— Begin The data —
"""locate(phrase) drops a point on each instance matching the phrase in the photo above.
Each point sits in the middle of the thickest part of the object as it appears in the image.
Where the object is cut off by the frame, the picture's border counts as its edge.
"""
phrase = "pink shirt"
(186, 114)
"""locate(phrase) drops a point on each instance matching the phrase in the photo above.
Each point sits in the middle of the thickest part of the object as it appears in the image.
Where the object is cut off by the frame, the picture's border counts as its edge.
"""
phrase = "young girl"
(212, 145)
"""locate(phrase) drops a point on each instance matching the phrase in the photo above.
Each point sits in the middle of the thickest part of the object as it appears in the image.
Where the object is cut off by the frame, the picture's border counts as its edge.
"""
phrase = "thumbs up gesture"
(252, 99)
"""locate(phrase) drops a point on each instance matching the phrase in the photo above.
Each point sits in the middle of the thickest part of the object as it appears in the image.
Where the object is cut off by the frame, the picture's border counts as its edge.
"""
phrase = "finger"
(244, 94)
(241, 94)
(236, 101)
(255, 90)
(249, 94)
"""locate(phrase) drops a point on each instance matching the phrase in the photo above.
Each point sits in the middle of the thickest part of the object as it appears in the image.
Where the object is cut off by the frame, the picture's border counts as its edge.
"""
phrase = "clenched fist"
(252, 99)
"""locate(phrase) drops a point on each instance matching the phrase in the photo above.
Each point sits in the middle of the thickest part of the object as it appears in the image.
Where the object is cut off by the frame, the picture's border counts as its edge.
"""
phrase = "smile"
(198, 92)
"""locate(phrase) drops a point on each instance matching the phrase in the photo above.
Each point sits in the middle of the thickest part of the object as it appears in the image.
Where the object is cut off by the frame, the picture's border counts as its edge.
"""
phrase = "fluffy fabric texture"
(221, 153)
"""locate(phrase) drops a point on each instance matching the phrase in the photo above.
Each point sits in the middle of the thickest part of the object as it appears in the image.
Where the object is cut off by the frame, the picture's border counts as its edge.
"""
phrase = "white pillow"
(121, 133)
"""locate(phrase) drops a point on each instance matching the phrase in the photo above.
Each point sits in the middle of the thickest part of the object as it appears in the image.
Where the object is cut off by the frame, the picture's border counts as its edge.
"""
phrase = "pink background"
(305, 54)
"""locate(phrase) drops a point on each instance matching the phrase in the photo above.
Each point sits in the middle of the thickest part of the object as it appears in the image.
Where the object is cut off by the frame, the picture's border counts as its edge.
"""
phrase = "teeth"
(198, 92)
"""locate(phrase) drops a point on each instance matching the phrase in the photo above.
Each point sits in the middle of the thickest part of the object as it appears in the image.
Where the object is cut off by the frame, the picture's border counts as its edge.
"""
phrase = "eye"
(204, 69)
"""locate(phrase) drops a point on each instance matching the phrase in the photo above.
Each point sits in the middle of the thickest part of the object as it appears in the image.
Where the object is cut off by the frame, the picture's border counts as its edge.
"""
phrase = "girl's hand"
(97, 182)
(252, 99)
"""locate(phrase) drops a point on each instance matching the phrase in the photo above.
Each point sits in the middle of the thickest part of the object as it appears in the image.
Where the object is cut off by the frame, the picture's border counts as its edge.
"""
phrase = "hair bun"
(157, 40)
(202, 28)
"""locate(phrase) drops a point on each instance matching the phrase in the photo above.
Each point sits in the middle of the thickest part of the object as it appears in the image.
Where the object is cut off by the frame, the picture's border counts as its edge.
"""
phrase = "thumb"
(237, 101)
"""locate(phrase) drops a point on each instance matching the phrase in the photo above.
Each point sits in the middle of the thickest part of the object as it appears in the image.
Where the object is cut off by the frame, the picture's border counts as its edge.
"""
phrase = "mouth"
— End The data —
Instructions to follow: Reproduce all of the data exactly as given.

Result for this exercise:
"""locate(phrase) drops a point on each instance matching the phrase in the photo above.
Each point sits in the middle of the thickest part of the object as it appears in the image.
Where the object is cut off by the frame, the picture's border counts as its edge.
"""
phrase = "pink shirt"
(186, 114)
"""locate(phrase) drops a point on each instance matching the phrase in the photo above.
Each point sits in the middle of the thickest part of the object as it appears in the image.
Where the object is cut off by the frame, the picture's border counts as its edge.
"""
phrase = "young girl"
(212, 145)
"""locate(phrase) drops a point on each instance matching the phrase in the photo above.
Each point sits in the middle of the thickest part of the object as it appears in the image.
Where the object is cut off by the frame, the picture's border counts as its edge.
"""
phrase = "thumbs up gesture"
(252, 99)
"""locate(phrase) drops a point on each instance matching the phrase in the photo above.
Each point sits in the middle of the thickest part of the object as it appears in the image.
Where the object is cut off by the frame, the picture's border counts as its edge.
"""
phrase = "finger"
(244, 94)
(241, 94)
(236, 101)
(255, 90)
(249, 94)
"""locate(phrase) drops a point on each instance matching the phrase in the photo above.
Each point sits in the middle of the thickest part of the object as it appears in the image.
Where the object is cut off by the frame, the picture's border counts as its edge.
"""
phrase = "clenched fist"
(252, 99)
"""locate(phrase) drops a point on each instance matching the phrase in the photo above.
Each point sits in the middle of the thickest part of the object as it appears in the image.
Where the object is cut off by the frame, the picture's border counts as its edge.
"""
phrase = "smile"
(198, 92)
"""locate(phrase) drops a point on each instance matching the phrase in the photo above.
Each point sits in the middle of the thickest part of the object as it appears in the image.
Where the object is cut off by the frame, the picture's border counts as its edge.
"""
phrase = "fluffy fabric texture"
(221, 153)
"""locate(phrase) drops a point on each instance matching the phrase in the photo above.
Each point sits in the middle of the thickest part of the object as it appears in the image.
Where the object is cut off by the frame, the picture's border counts as its edge.
"""
phrase = "white pillow"
(121, 133)
"""locate(phrase) drops a point on each instance matching the phrase in the photo above.
Each point sits in the middle of the thickest part of the object as it appears in the image.
Where the object is cut off by the frame, the picture's border counts as its edge.
"""
phrase = "pink background"
(305, 54)
"""locate(phrase) drops a point on each instance matching the phrase in the photo above.
Each point sits in the middle of the thickest part of the object as it appears in the image.
Where the object is cut off by the frame, the picture's border counts as its edge.
"""
phrase = "teeth"
(198, 92)
"""locate(phrase) drops a point on each instance matching the phrase in the photo above.
Each point sits in the middle of the thickest part of the object as it appears in the image.
Where the object is cut off by the frame, the picture's border counts as its edge.
"""
phrase = "eye"
(204, 69)
"""locate(phrase) drops a point on each instance matching the phrase in the photo above.
Each point sits in the middle of the thickest part of the object as it appears in the image.
Where the object is cut off by the frame, the picture's border counts as its edge.
"""
phrase = "girl's hand"
(97, 182)
(252, 99)
"""locate(phrase) drops a point on each instance matching the phrase in the photo above.
Each point sits in the middle of the thickest part of the object as it appears in the image.
Where the object is cut off by the frame, the picture's border counts as its edge.
"""
phrase = "hair bun"
(157, 40)
(202, 28)
"""locate(phrase) drops a point on each instance matching the phrase in the photo above.
Each point sits in the middle of the thickest part of the object as it appears in the image.
Where the object is cut off by the frame, the picture's border counts as its edge.
"""
phrase = "thumb"
(237, 101)
"""locate(phrase) drops a point on each instance matching the phrase in the photo above.
Each point sits in the middle of the thickest part of the object as it appears in the image.
Where the object is cut off by the frame, the picture's border counts as its edge.
"""
phrase = "mouth"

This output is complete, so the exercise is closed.